The other block, bounded by Druid Park Lake Drive, McCulloh Street, Cloverdale Road and Madison Avenue, is occupied by a small outpost of the city's Department of Recreation and Parks offices. That's a gross underutilization for a parcel at the primary gateway of Druid Hill Park. Rec and Parks no doubt uses it only because it's there.

A third slender block between these two is occupied by basketball courts, which seems to be an odd use and not very convenient to the nearby communities or the rest of the park. However, they are otherwise lacking in recreational facilities and it's not critical to new development.

Existing traffic lanes through "Reserdawmin Hill": Reservoir Hill is to the lower right. Mondawmin is to the left. Druid Hill Park is to the top. Rec and Parks office in the little house on the right block.
 Basketball courts on the lower block. Snarling intersection on the upper block.

The traffic flow at this sprawling intersection is grossly imbalanced. Southbound flow is actually very efficient, comprised of three traffic lanes. The right lane flows thru into Druid Hill Avenue, the left lane turns left into eastbound Druid Park Lake Drive, while the center lane has a choice of either direction (for drivers who aren't quite sure where they're going).

In contrast, northbound flow is a giant mess. It's seven lanes in all, with enough pavement for an eighth or even a ninth lane, both of which had to be hashed out because there's no room for those lanes to go. It's an orgy of asphalt. Five of the seven lanes merge into northbound McCulloh Street, which eventually changes names again to Auchentoroly or Swann or Swan. Madison Avenue becomes a different Swann in the park. An "Ugly Duckling" turning into a Swann? The street names are almost as confusing as the streets themselves.

Record extracts:
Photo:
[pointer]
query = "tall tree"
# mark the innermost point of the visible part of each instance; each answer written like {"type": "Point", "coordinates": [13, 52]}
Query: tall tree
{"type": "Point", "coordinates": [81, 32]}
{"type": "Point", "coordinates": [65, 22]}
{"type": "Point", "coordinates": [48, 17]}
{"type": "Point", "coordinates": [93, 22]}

List of tasks:
- a) Can you reproduce verbatim the part of the Druid Hill Park traffic passage starting at "The other block, bounded" and ending at "because it's there."?
- b) How would the Druid Hill Park traffic passage go on after its last sentence? Write the next part.

Answers for the exercise:
- a)
The other block, bounded by Druid Park Lake Drive, McCulloh Street, Cloverdale Road and Madison Avenue, is occupied by a small outpost of the city's Department of Recreation and Parks offices. That's a gross underutilization for a parcel at the primary gateway of Druid Hill Park. Rec and Parks no doubt uses it only because it's there.

- b)
Merging zones like this belong on Interstate highways, not city streets. The merges beg aggressive motorists to go faster and faster. But the merge point is at the exact location of the pedestrian crosswalk into the park, instilling a helpless feeling on anyone attempting to cross.

All this was in fact originally designed to resemble an Interstate highway, or at least to transition into one. Interstate 795, built in the 1980s from the Beltway outward toward Owings Mills, was originally (in the 1950s) supposed to proceed inward into the city along what later became the Wabash Avenue corridor, then proceed further to the Park Circle area, and then into this web of traffic lanes here along the edge of Druid Hill Park.

The two remaining lanes of the seven are directed to turn left into Fulton Avenue. This is OK, but the lanes take up a lot of space because they are segregated from the rest of the traffic, which also means motorists are screwed if they don't get in the proper lane two blocks in advance near Madison Avenue.

Proposed "Reserdawmin Hill" plan. Southbound traffic flow would stay as-is,
 but northbound flow would be greatly consolidated as shown.

The solution is to just design two normal intersections, one at Fulton and the other at the end Druid Park Lake Drive. The southbound traffic patterns won't change at all. For the northbound traffic, the high speed merge would be eliminated and all the traffic would be consolidated into three lanes on each approach, with an additional lane or two between the two intersections for left turns into Fulton. This layout would free-up a significant amount of land where the high speed merge lanes are currently located on Druid Park Lake Drive (see graphic above).

The exact number of lanes should be determined by further study of the larger area traffic patterns all the way north along Druid Hill Park, to greatly reduce the park's isolation from the Mondawmin community. Along the park, all the through traffic in both directions should be concentrated in the five lanes now used for northbound flow, thus enabling the elimination of through traffic on the street immediately adjacent to the houses on Auchentoroly Terrace (see article from Baltimore Brew)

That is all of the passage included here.